Supplied text:
Hypoxic-Ischemic Brain Injury

Epidemiology

  • Incidence and Mortality: anoxic brain injury is responsible for 66% of deaths in the post-cardiac arrest period

Etiology

  • Cardiac Arrest (see Cardiac Arrest, [[Cardiac Arrest]])
  • Intoxication
    • Carbon Monoxide Intoxication (see Carbon Monoxide, [[Carbon Monoxide]])
    • Drug Overdose
  • Severe Hypoxemia (see Hypoxemia, [[Hypoxemia]]): resulting in cerebral hypoxia
    • Unsuccessful Intubation
  • Traumatic Brain Injury (TBI) (see Traumatic Brain Injury, [[Traumatic Brain Injury]])
  • Vascular Compromise to Cerebral Blood Supply

Physiology

  • Mechanisms
    • Cell Death Signaling Pathways
    • Cerebral Edema (Limited Extent): increased intracranial pressure is not a prominent feature of post-cardiac arrest syndrome
    • Disrupted Calcium Homeostasis
    • Free Radical Formation
    • Impaired Cerebrovascular Autoregulation: with impaired cerebral microcirculatory blood flow
    • No Reflow
    • Reperfusion Injury
    • Additional Brain Insults: due to pyrexia, hyperglycemia, hyperoxygenation, etc

Diagnosis

Head CT (see Head Computed Tomography, [[Head Computed Tomography]])

  • Indications
    • Exclusion of Intracerebral Hemorrhage/Focal or Multifocal Infarcts
  • Findings
    • Cerebral Edema May Be Noted: however, there is insufficient date to determine the prognostic utility of imaging data [MEDLINE]

Brain MRI (see Brain Magnetic Resonance Imaging, [[Brain Magnetic Resonance Imaging]])

  • Indications
    • Exclusion of Intracerebral Hemorrhage/Focal or Multifocal Infarcts
  • Findings
    • Cerebral Edema May Be Noted: however, there is insufficient date to determine the prognostic utility of MRI DWI and FLAIR [MEDLINE]

Electroencephalogram (EEG) (see Electroencephalogram, [[Electroencephalogram]])

  • Utility of EEG in Predicting Prognosis
    • American Academy of Neurology Practice Parameter (Neurology, 2006) [MEDLINE]: burst suppression or generalized epileptiform discharges predict poor outcome, but with insufficient prognostic accuracy (recommendation level C)

Cerebral Performance Category (CPC)

  • CPC at Hospital Discharge is a Useful Surrogate Measure of Long-Term Survival After Cardiac Arrest (Crit Care Med, 2013) [MEDLINE]

Serum Neuron-Specific Enolase (NSE) and S100 Beta (see Serum Neuron-Specific Enolase, [[Serum Neuron-Specific Enolase]])

Supplied data:
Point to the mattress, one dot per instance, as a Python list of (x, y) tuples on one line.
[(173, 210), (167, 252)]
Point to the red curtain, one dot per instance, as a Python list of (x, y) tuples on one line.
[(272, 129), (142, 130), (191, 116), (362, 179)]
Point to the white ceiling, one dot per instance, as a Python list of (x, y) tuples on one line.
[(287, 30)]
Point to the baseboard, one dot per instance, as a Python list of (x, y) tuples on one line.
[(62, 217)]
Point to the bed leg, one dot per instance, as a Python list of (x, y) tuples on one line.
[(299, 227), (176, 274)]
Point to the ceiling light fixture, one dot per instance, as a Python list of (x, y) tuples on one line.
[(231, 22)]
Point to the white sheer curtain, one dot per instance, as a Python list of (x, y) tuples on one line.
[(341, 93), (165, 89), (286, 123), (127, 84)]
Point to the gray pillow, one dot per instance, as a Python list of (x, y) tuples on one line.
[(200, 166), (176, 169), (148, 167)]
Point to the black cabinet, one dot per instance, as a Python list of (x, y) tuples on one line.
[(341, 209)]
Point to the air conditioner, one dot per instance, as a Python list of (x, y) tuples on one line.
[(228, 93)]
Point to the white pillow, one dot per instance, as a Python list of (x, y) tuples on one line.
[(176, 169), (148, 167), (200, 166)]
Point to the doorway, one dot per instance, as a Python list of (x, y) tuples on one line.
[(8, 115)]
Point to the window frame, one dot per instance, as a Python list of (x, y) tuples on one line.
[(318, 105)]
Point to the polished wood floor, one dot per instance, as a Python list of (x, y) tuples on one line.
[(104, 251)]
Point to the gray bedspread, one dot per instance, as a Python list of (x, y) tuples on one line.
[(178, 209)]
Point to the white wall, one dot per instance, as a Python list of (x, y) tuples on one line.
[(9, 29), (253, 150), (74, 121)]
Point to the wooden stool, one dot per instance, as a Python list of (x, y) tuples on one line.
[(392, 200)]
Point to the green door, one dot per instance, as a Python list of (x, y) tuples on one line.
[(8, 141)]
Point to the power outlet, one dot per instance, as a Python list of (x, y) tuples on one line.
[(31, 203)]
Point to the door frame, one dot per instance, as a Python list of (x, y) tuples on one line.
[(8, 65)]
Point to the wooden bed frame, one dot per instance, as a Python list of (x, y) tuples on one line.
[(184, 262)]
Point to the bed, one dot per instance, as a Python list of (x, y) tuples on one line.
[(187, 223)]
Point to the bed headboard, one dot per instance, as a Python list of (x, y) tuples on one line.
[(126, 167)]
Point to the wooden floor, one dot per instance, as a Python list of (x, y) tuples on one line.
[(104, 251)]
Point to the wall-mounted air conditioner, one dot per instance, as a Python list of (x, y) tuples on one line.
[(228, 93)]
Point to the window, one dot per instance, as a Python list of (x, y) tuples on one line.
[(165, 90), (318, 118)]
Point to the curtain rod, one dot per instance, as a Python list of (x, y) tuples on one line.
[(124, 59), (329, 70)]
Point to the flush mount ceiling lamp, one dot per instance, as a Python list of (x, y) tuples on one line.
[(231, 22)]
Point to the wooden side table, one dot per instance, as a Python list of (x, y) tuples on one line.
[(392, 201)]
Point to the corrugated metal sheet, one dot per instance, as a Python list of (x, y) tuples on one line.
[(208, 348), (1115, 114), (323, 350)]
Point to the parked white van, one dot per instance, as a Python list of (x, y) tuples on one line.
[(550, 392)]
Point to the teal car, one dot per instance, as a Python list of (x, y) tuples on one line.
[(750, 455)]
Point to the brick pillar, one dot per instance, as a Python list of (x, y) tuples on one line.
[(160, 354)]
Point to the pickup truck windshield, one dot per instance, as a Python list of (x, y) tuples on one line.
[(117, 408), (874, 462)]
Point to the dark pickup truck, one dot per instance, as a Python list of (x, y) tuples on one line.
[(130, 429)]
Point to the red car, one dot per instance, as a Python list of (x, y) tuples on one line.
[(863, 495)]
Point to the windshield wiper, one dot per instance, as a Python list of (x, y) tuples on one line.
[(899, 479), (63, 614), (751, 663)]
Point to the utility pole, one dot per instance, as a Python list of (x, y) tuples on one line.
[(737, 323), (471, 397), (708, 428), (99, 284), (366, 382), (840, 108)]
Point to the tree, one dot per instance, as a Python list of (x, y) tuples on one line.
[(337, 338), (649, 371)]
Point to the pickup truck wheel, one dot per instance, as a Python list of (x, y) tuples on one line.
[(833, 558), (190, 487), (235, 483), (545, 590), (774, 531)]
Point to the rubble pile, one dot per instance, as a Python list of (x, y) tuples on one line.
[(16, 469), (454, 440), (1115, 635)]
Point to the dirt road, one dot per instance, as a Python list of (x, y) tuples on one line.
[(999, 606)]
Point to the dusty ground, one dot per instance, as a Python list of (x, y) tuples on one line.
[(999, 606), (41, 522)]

Brief A:
Translate this sentence from the hypoxic-ischemic brain injury text into Spanish: "anoxic brain injury is responsible for 66% of deaths in the post-cardiac arrest period"
Brief B:
Pick up the hypoxic-ischemic brain injury text at its end and keep writing it.

Response box A:
La lesión cerebral anóxica es responsable del 66 % de las muertes en el período posterior al paro cardíaco.

Response box B:
  • Rationale: neuron-specific enolase is released into cerebrospinal fluid, cerebral circulation, and systemic circulation after brain injury
    • Elevated levels 72 hrs after cardiac arrest are an indicator of hypoxic brain damage and correlate significantly with neurologic outcome
  • Utility of Neuron-Specific Enolase in Predicting Prognosis
    • American Academy of Neurology Practice Parameter (Neurology, 2006) [MEDLINE]:
      serum neuro-specific enolase level >33 g/L at days 1-3 post-CPR accurately predicts poor outcome (recommendation level B)

Somatosensory Evoked Potentials (SSEP) (see Somatosensory Evoked Potentials, [[Somatosensory Evoked Potentials]])

  • Utility of SSEP in Predicting Prognosis
    • American Academy of Neurology Practice Parameter (Neurology, 2006) [MEDLINE]: the assessment of poor prognosis can be guided by the bilateral absence of cortical SSEPs (N2O response) within 1-3 days (recommendation level B)
    • However, the presence of somatosensory evoked potentials does not necessarily guarantee a good neurological outcome

Clinical Manifestations

Neurologic Manifestations

Clinical Patterns

  • Akinetic Mutism
  • Brain Death (see Brain Death, [[Brain Death]])
  • Coma (see Obtundation-Coma, [[Obtundation-Coma]])
  • Dementia (see Dementia, [[Dementia]])
  • Locked-In Syndrome (see Locked-In Syndrome, [[Locked-In Syndrome]])
  • Persistent Vegetative State: term was first used in 1972
  • Minimally Conscious State

BRAIN INJURY

Intracranial Hypertension (see Increased Intracranial Pressure, [[Increased Intracranial Pressure]])

  • Epidemiology: ICP >20 mm Hg has been associated with poor outcome in comatose patients in some studies

Myoclonus (see Myoclonus, [[Myoclonus]])

  • Multifocal Myoclonus
  • Myoclonic Status Epilepticus (MSE)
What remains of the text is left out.